--- START EXTRACTED RECORDS ---

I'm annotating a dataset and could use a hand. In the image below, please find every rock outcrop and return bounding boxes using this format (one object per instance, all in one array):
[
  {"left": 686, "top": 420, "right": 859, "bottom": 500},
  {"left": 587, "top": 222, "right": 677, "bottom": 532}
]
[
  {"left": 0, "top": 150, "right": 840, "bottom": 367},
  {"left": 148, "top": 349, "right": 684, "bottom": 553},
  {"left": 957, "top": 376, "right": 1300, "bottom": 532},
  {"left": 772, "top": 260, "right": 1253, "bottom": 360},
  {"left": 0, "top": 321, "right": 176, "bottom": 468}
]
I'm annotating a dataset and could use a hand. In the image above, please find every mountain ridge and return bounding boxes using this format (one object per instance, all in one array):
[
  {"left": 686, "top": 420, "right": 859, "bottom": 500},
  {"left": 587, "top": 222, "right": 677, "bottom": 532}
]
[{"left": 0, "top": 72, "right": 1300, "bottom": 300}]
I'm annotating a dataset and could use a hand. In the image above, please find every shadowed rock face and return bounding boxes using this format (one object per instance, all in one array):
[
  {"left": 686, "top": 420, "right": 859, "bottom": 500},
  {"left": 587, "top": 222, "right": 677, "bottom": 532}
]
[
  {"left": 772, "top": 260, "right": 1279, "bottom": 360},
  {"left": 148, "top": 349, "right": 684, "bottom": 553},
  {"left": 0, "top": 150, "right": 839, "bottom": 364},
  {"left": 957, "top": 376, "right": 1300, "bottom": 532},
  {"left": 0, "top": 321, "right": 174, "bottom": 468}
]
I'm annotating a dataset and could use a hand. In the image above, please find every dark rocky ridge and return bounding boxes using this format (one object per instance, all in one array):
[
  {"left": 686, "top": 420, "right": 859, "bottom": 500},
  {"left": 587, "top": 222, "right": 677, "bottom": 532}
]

--- END EXTRACTED RECORDS ---

SHORT EXERCISE ::
Rewrite all of the lines above, swapping every "annotating" for "labeling" and leaving everything else unchanged.

WORKED ANSWER ::
I'm labeling a dataset and could use a hand. In the image below, please find every rock outcrop and return bounding boxes using this format (one object per instance, all in one array):
[
  {"left": 686, "top": 420, "right": 859, "bottom": 500},
  {"left": 587, "top": 222, "right": 677, "bottom": 532}
]
[
  {"left": 0, "top": 150, "right": 840, "bottom": 367},
  {"left": 148, "top": 349, "right": 684, "bottom": 553},
  {"left": 957, "top": 376, "right": 1300, "bottom": 532},
  {"left": 772, "top": 260, "right": 1253, "bottom": 360},
  {"left": 0, "top": 321, "right": 176, "bottom": 468}
]
I'm labeling a dataset and could use a hand. In the image above, please find every mountain ridge and return bounding boxes using this format (one object per instance, all in one array):
[
  {"left": 686, "top": 420, "right": 859, "bottom": 500},
  {"left": 587, "top": 222, "right": 677, "bottom": 532}
]
[{"left": 0, "top": 72, "right": 1300, "bottom": 300}]
I'm labeling a dataset and could use a hand. In the image above, please find every shadowed rock face and return bounding boxes using this format (one object per instance, all in one array):
[
  {"left": 686, "top": 420, "right": 859, "bottom": 500},
  {"left": 587, "top": 222, "right": 677, "bottom": 532}
]
[
  {"left": 772, "top": 260, "right": 1279, "bottom": 360},
  {"left": 148, "top": 349, "right": 684, "bottom": 553},
  {"left": 0, "top": 150, "right": 839, "bottom": 364},
  {"left": 957, "top": 376, "right": 1300, "bottom": 532},
  {"left": 0, "top": 321, "right": 174, "bottom": 468}
]
I'm labeling a dataset and could use a hand. In the image above, please find every dark rocky ridge and return bounding boxes using this format (one object per instance, all in one array):
[
  {"left": 686, "top": 420, "right": 859, "bottom": 500},
  {"left": 587, "top": 222, "right": 677, "bottom": 532}
]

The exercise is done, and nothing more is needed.